女淫魔。元々は工芸を司る位の高いカムイであり、ヒトに機織りや匠の技を伝授した存在だが、ふとした切っ掛けで着衣より裸体の方が美しいと考えるようになり、以来、自らの裸体でヒトを誑かしたり狂わせたりする魔物となってしまった。

〈容姿〉
豊かな肢体を持つ絶世の美女とされる事が多い。

〈性質〉
憑物としての性質が強く、しかも憑依したヒトを必ず破滅に導く。
通常は天上にあるシュシュランペッと言う川の畔で踊り暮らしているが、時折ヒトの世界に降りてきてはヒトに取り憑いて狂乱足らしめる。これに憑依されたヒトはそれまで慎ましやかに暮らして居た者が急に人が変わったかのように騒々しくなり、服を脱ぎ捨て裸になって走り回る等の奇行に走るようになる。また、狂わせたヒトを大勢引き連れて各地を練り歩く事があり、そうした行列に引き込まれたヒトの群れは飲食を忘れ淫欲に耽り、終いには死んでしまうと言う。

===

**課題一覧**.
a – カムイについての抜粋から、「女淫魔。元々は工芸を司る位の」で始まり「憑物としての性質が強く、しかも憑依したヒトを必ず破滅に導く。」に至るまでの部分を、一字も変えずに繰り返せ。
b – エントリの最初の行から「[[32,291],[153,356],[267,247],[166,114]]」を含む行までを、その行も含めてそのまま再現せよ。
この抜粋と以下のエントリは互いに無関係である。

===

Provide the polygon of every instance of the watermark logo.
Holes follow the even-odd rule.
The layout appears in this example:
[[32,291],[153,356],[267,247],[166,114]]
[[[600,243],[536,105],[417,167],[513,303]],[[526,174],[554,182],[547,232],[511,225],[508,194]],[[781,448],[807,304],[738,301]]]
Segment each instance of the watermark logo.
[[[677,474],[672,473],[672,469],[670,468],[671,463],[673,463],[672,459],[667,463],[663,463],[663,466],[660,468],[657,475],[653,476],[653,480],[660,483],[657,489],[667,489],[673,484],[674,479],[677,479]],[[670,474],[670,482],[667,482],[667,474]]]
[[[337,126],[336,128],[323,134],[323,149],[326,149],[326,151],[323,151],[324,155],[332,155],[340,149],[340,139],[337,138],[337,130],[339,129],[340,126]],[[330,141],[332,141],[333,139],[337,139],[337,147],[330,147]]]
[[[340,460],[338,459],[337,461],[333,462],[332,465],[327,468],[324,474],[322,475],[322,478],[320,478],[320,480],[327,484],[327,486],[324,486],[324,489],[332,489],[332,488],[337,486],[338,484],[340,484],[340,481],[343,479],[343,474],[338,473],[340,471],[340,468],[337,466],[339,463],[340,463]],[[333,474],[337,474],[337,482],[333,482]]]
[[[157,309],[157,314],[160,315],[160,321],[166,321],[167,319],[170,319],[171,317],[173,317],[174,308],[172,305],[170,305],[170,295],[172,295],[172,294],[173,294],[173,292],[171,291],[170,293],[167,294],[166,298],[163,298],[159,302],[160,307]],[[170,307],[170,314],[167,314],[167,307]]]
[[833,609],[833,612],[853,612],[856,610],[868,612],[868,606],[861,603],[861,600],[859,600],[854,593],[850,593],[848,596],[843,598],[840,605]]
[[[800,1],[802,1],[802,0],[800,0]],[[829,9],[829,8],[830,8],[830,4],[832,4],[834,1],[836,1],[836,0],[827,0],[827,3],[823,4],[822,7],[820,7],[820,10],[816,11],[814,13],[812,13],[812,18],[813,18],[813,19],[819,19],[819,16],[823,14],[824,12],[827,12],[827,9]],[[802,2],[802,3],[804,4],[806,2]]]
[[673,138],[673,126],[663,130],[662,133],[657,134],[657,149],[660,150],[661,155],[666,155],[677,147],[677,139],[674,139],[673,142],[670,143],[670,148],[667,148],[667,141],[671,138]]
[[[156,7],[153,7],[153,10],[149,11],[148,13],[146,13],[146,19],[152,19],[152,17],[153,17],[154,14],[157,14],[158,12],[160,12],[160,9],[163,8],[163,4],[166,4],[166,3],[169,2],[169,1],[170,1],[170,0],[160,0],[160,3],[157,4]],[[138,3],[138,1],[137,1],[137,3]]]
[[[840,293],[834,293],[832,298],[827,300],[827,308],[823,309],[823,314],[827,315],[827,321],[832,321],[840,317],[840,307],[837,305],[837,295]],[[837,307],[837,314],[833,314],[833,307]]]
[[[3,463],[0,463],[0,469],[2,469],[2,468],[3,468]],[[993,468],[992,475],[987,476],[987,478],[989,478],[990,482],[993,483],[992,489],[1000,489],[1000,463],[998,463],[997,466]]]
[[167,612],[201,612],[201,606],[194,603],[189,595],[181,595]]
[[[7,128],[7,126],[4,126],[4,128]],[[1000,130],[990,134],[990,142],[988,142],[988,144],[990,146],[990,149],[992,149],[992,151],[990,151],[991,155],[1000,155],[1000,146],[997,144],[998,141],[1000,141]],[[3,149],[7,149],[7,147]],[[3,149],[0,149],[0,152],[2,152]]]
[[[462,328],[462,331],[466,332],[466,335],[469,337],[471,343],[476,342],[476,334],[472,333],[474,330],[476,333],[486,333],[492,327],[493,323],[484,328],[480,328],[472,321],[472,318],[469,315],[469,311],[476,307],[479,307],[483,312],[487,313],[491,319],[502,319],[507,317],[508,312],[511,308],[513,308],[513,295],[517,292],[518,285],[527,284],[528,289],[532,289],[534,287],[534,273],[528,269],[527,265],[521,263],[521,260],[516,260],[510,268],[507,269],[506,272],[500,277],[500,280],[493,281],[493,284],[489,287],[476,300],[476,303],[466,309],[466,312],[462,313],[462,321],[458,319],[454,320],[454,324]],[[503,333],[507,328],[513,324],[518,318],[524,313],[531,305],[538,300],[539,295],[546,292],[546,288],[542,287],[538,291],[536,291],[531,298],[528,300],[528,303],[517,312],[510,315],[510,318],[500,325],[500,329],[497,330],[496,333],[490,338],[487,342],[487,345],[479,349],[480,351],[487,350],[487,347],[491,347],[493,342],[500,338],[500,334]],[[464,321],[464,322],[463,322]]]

===

**課題別の解答**.
a –
女淫魔。元々は工芸を司る位の高いカムイであり、ヒトに機織りや匠の技を伝授した存在だが、ふとした切っ掛けで着衣より裸体の方が美しいと考えるようになり、以来、自らの裸体でヒトを誑かしたり狂わせたりする魔物となってしまった。

〈容姿〉
豊かな肢体を持つ絶世の美女とされる事が多い。

〈性質〉
憑物としての性質が強く、しかも憑依したヒトを必ず破滅に導く。

b –
Provide the polygon of every instance of the watermark logo.
Holes follow the even-odd rule.
The layout appears in this example:
[[32,291],[153,356],[267,247],[166,114]]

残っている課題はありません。